*** Dataset extract

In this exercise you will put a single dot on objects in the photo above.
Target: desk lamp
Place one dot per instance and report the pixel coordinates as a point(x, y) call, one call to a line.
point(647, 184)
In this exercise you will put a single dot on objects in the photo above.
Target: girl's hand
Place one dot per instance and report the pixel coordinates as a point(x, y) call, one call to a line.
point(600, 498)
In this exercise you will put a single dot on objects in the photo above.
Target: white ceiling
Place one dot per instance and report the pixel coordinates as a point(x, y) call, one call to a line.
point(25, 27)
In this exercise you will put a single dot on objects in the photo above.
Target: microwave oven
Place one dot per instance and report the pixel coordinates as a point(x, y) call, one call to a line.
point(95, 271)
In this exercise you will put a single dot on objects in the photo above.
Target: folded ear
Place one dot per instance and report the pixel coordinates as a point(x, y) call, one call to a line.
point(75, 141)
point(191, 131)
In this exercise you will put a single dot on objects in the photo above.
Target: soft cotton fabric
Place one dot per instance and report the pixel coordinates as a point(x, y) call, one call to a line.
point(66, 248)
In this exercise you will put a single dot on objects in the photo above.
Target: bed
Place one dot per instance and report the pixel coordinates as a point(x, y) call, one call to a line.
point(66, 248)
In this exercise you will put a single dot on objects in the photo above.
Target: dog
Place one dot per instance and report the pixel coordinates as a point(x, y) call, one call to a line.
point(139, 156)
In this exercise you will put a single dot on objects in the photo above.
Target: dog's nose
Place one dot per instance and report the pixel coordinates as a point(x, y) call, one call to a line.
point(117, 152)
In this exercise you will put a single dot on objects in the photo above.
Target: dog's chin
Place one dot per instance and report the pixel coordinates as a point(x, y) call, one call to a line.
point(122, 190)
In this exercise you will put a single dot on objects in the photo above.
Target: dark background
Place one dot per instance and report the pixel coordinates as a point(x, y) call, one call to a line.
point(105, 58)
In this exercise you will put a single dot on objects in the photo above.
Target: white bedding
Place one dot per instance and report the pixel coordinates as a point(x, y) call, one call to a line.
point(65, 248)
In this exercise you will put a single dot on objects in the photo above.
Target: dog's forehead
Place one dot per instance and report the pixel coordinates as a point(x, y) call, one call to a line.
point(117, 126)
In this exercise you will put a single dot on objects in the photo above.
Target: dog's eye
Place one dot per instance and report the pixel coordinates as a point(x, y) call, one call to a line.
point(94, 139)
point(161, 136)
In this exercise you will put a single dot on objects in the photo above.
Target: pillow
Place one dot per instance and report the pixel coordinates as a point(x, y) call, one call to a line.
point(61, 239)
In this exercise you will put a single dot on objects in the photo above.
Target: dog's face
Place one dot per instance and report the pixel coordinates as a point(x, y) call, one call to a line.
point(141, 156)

******

Repeat all of the material above word for word, keeping every line in its original order.

Task result —
In this exercise you will put a single dot on objects in the photo above.
Target: desk lamp
Place one dot per instance and report the pixel coordinates as a point(x, y) call, one call to a line.
point(647, 184)
In this exercise you will put a single dot on objects in the photo above.
Target: girl's hand
Place one dot per instance and report the pixel coordinates as a point(x, y) call, one call to a line.
point(600, 498)
In this exercise you will put a single dot on objects in the photo above.
Target: white ceiling
Place one dot per instance and report the pixel coordinates as a point(x, y) call, one call to a line.
point(25, 27)
In this exercise you will put a single dot on objects in the photo above.
Target: microwave oven
Place one dot per instance and report the pixel coordinates as a point(x, y) call, one call to a line.
point(95, 271)
In this exercise you will put a single dot on objects in the photo above.
Target: folded ear
Place one dot per instance and report the pixel coordinates as a point(x, y) call, one call to a line.
point(75, 141)
point(191, 131)
In this exercise you will put a single dot on objects in the photo above.
Target: soft cotton fabric
Place one dot per instance and report the pixel coordinates as a point(x, y) call, one call to a line.
point(66, 248)
In this exercise you will put a single dot on objects in the photo above.
Target: bed
Place one dot per instance and report the pixel coordinates as a point(x, y) call, one call to a line.
point(66, 248)
In this exercise you will put a single dot on objects in the photo above.
Target: dog
Place one dot per instance and report the pixel coordinates as a point(x, y) call, one call to a line.
point(139, 156)
In this exercise you will put a single dot on objects in the photo above.
Target: dog's nose
Place one dot per instance and report the pixel coordinates as a point(x, y) call, one call to a line.
point(117, 152)
In this exercise you will put a single dot on objects in the photo above.
Target: dog's chin
Place one dot per instance and report the pixel coordinates as a point(x, y) call, one call to a line.
point(122, 190)
In this exercise you will put a single dot on objects in the photo above.
Target: dark background
Place one dot per instance and report the pixel coordinates as a point(x, y) call, one call to a line.
point(105, 58)
In this exercise you will put a single dot on objects in the photo above.
Target: white bedding
Place one dot per instance and report the pixel coordinates as a point(x, y) call, one call to a line.
point(65, 248)
In this exercise you will put a single dot on objects in the photo above.
Target: dog's forehead
Place one dot per instance and report the pixel coordinates as a point(x, y) call, one call to a line.
point(117, 126)
In this exercise you will put a single dot on objects in the photo above.
Target: dog's eye
Place one dot per instance and report the pixel coordinates as a point(x, y) call, one call to a line.
point(94, 139)
point(161, 136)
In this exercise you will put a single dot on objects in the photo above.
Target: pillow
Place one dot per instance and report the pixel coordinates as a point(x, y) call, one call to a line.
point(61, 239)
In this exercise you will put a single dot on objects in the photo above.
Target: dog's face
Place one dot per instance and report the pixel coordinates as a point(x, y) call, one call to a line.
point(141, 156)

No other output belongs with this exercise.